→ **Material for this task**
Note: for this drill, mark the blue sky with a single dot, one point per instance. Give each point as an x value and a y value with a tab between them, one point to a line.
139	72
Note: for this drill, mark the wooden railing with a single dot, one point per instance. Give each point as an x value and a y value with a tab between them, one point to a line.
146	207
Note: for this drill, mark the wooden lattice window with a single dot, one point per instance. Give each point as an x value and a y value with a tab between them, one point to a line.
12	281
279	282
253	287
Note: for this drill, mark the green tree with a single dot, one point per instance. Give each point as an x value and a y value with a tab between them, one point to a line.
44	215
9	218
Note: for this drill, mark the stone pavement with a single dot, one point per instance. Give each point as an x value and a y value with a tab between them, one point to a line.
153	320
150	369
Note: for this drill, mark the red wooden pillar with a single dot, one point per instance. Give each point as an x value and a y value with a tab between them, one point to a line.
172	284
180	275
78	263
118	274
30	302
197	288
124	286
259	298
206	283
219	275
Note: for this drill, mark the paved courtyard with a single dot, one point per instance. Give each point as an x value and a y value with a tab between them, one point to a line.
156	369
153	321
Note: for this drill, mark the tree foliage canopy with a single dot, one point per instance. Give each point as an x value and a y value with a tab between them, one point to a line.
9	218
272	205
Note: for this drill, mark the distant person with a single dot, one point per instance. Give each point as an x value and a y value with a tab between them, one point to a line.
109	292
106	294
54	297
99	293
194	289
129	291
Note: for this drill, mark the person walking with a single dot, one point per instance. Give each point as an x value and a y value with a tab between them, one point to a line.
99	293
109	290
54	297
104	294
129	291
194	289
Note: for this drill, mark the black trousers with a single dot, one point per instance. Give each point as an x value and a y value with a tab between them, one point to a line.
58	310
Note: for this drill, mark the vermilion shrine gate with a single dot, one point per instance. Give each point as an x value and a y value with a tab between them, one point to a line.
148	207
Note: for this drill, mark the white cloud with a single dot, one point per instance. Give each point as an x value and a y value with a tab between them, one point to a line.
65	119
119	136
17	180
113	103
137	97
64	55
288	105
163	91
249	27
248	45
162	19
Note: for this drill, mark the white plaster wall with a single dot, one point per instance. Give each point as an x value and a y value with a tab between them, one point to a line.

→ **What is expected**
Repeat every record, keeping each word and mark exactly as it is.

→ **Written response**
Note: for this drill, mark the blue sky with a single dot, one point per instance. Give each point as an x value and a y value with a tab between them, one point to a line.
139	72
Note: for this drill, mark the wooden railing with a single dot, one point per instance. Give each point as an x value and a y value with a tab between them, one point to a line.
146	207
Note: for this drill, mark the wooden lattice window with a single dot, one point per instance. Give each point as an x value and a y value with a tab between them, one point to a line.
12	281
279	282
253	287
Note: for this drill, mark the green tree with a single dot, one point per instance. Give each point as an x value and a y value with a tab between them, one point to a line.
44	215
9	218
Note: for this drill, mark the stone pavement with a single dot, one point per instance. Give each point as an x value and a y value with a tab between them, one point to a line.
153	320
150	369
Note: for this drill, mark the red wooden pillar with a single dot, one point per instance. Give each point as an x value and a y value with a tab between them, one point to a line.
172	284
180	275
78	263
118	274
30	302
197	288
124	286
259	298
206	283
219	275
Note: for this drill, mark the paved courtyard with a single dot, one point per instance. Give each point as an x value and a y value with a tab between them, one point to a line.
156	369
153	321
Note: for this drill, mark the tree foliage canopy with a single dot, one point per instance. Give each point as an x value and a y value with a tab between them, one point to a line.
9	218
272	205
Note: for this drill, mark the distant person with a single dot, one point per instance. Give each point as an x value and a y value with a tab between them, one point to a line.
109	292
106	294
54	297
99	293
194	289
129	291
Note: for this drill, mark the person walking with a single dot, one point per instance. Give each point as an x value and a y value with a tab between them, one point to a line.
99	293
109	290
54	297
104	294
129	291
194	289
Note: for this drill, mark the black trousers with a single dot, one point per instance. Give each point as an x value and a y value with a tab between them, one point to a line.
58	310
Note: for this drill, mark the vermilion shrine gate with a single dot, one point per instance. Give each point as an x value and a y value with a tab between them, one point to a line.
148	207
Note: for this drill, mark the white cloud with a single dot, one point per instance. Give each point as an x value and a y value with a tab between them, one point to a line.
65	119
119	136
17	180
113	103
137	97
64	55
288	105
163	91
249	27
248	45
162	19
Note: for this drill, mark the white plaster wall with a single dot, one point per instance. Give each point as an x value and a y value with a tab between them, one point to a line.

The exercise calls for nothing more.